[Location identification entries]

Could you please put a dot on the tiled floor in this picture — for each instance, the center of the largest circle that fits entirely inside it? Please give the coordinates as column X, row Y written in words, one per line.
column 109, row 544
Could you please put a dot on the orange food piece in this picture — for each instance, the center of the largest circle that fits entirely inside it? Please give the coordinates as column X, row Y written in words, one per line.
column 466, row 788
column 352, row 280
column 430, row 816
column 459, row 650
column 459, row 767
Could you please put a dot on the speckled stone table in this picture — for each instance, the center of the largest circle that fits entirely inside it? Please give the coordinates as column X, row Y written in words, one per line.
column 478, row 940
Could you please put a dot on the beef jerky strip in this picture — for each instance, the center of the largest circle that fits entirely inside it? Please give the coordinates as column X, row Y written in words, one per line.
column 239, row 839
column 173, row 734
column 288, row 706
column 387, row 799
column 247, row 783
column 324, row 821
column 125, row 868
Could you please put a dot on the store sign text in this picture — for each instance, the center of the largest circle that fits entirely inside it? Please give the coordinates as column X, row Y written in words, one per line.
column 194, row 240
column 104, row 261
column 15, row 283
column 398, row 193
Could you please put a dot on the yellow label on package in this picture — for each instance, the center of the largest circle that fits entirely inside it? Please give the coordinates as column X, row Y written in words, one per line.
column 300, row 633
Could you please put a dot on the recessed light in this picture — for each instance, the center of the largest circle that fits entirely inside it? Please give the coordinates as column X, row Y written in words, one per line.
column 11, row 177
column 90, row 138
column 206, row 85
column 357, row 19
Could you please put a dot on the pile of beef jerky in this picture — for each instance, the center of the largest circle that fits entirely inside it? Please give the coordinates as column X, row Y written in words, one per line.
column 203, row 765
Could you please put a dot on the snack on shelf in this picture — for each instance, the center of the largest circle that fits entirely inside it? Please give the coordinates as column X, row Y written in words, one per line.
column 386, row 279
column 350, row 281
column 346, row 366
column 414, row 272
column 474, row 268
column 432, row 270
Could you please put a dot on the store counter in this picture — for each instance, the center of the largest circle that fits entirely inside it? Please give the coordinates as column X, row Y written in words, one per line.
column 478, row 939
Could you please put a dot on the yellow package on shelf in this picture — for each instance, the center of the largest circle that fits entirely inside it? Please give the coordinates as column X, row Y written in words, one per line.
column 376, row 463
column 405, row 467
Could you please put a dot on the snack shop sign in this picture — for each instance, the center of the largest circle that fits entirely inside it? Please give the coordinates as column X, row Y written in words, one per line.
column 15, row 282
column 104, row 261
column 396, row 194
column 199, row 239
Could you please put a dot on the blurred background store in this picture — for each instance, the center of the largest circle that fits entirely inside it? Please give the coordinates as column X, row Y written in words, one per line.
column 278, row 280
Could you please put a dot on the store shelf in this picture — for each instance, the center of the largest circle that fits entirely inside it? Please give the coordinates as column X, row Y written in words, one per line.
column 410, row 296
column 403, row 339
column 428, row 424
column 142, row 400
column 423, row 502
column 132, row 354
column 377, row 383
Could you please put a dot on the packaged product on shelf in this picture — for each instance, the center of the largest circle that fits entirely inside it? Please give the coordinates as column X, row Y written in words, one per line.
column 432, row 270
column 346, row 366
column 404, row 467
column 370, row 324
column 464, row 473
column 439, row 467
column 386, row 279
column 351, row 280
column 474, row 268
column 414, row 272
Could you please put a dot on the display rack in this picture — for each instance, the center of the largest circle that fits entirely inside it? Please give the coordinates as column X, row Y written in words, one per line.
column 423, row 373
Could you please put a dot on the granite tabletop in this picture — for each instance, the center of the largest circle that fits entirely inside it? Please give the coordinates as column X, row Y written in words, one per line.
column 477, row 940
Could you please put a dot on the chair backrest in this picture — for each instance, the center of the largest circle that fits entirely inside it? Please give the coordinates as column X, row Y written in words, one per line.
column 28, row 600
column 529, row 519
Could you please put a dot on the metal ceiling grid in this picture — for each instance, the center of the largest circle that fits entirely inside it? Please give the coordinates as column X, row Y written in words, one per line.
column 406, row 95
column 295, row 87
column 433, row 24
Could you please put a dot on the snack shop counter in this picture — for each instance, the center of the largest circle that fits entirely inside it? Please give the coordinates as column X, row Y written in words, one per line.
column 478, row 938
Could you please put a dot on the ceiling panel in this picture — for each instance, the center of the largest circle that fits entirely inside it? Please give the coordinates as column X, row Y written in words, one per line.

» **OBJECTIVE**
Render the lines of these records as one numbered list, leaving out any blank lines.

» **WORKED ANSWER**
1. Could you please put a dot on the tiled floor in this picture — for each instance, the center of the largest circle that fits entirely inside it? Please give the coordinates as column X, row Y written in words, one per line.
2. column 109, row 544
3. Could you please put a dot on the orange food piece in this picture — for each instance, the center of the largest circle that fits entirely inside it? Please give the coordinates as column X, row Y written in words, one per line.
4. column 466, row 788
5. column 352, row 280
6. column 430, row 816
7. column 459, row 650
8. column 459, row 767
9. Could you please put a dot on the speckled stone table in this picture — for each instance, the center of the largest circle that fits entirely inside it? Please give the coordinates as column X, row Y written in words, one per line.
10. column 478, row 940
11. Could you please put a dot on the beef jerky strip in this picture — for each instance, the center of the largest circle that fits entirely inside it? Please give the coordinates as column X, row Y written in words, one per line.
12. column 239, row 839
13. column 173, row 734
14. column 288, row 706
15. column 387, row 799
16. column 247, row 783
17. column 324, row 821
18. column 125, row 868
19. Could you please put a dot on the store sign text in this picture — for each instance, the center of the largest circle that fits entirely inside it? Please give the coordinates as column X, row Y written in words, one per line.
20. column 194, row 240
21. column 104, row 261
22. column 15, row 283
23. column 398, row 193
24. Could you please put a dot on the yellow label on package in this picture — for each instance, the center of the largest circle that fits entirely inside it? Please give the coordinates as column X, row Y written in words, one per line.
25. column 300, row 633
26. Could you please put a dot on the recessed light in this picture — for each instance, the center of the largest circle that fits entirely inside it? Please give the coordinates as column X, row Y written in words, one per line.
27. column 11, row 177
28. column 90, row 138
29. column 206, row 85
30. column 357, row 19
31. Could you please put a dot on the pile of beef jerky in this picture — for each instance, the center of the largest circle that fits entirely inside it? Please give the coordinates as column X, row Y written in words, one per line.
32. column 203, row 765
33. Could you please put a dot on the snack on shelf in this picture — for each instance, the center of the largest circle that fits entirely inside it? Please give the coordinates as column X, row Y written in words, one per line.
34. column 386, row 279
35. column 350, row 281
36. column 346, row 366
37. column 414, row 272
38. column 474, row 268
39. column 432, row 270
40. Could you please put a dot on the store counter in this picture — for each instance, the center of the largest circle that fits entirely inside it? Please give the coordinates as column X, row Y written in words, one per line.
41. column 478, row 939
42. Could you please put a dot on the yellow package on shelf in this picture — for each instance, the center of the largest circle that fits entirely inside it? Please give the coordinates as column X, row Y written in words, one per line.
43. column 376, row 463
44. column 405, row 467
45. Could you please put a dot on the snack shop sign in this picture — for each instance, the center of the largest circle that fits entirely inside it? Please give the coordinates as column X, row Y written in words, one per line.
46. column 15, row 282
47. column 104, row 261
48. column 396, row 194
49. column 199, row 239
50. Could you please put a dot on the blurred background store in this picture — for each instance, the center of the largest circle that fits entirely inside it? Please give the coordinates as column X, row Y written in words, one per line.
51. column 278, row 280
52. Could you please put a dot on the store shelf in this picture — for each instance, the center of the largest circle that fits entirely inside it? Please give the coordinates as column X, row Y written in words, one per line.
53. column 410, row 296
54. column 403, row 339
55. column 428, row 424
56. column 142, row 400
57. column 423, row 502
58. column 132, row 354
59. column 377, row 383
60. Could you please put a dot on the packaged product on shelf in this picture — for each instance, the center of the largest circle that fits entirely inside it? Please give the coordinates as column X, row Y written in words, one per line.
61. column 432, row 270
62. column 346, row 366
63. column 404, row 467
64. column 370, row 324
65. column 464, row 473
66. column 439, row 467
67. column 386, row 279
68. column 351, row 280
69. column 474, row 268
70. column 414, row 272
71. Could you please put a dot on the display rack in this picture — for each instance, the center of the largest circle that fits entirely inside it? Please give the coordinates as column X, row Y written in words, one per line.
72. column 423, row 373
73. Could you please put a dot on the granite tabletop in this picture — for each instance, the center of the largest circle that fits entirely inside it? Please give the coordinates as column X, row Y written in words, one per line.
74. column 477, row 940
75. Could you please put a dot on the chair backrest in this picture — for each instance, the center of the largest circle that fits entirely inside it? Please give the coordinates as column X, row Y written in words, one per line.
76. column 28, row 600
77. column 529, row 519
78. Could you please put a dot on the metal ceiling grid in this picture — for each instance, the center of the largest circle that fits entirely inside it? Please give the coordinates as column X, row Y written in words, one per line.
79. column 406, row 95
80. column 295, row 87
81. column 433, row 24
82. Could you please put a dot on the snack shop counter in this picture — for each instance, the center of the largest circle that fits entirely inside it? Please give the coordinates as column X, row Y written in words, one per line.
83. column 478, row 938
84. Could you please put a dot on the ceiling panel in this picture — for each instance, the center of the largest circle that fits entirely inside it? Please give the coordinates as column X, row Y written in words, one per line.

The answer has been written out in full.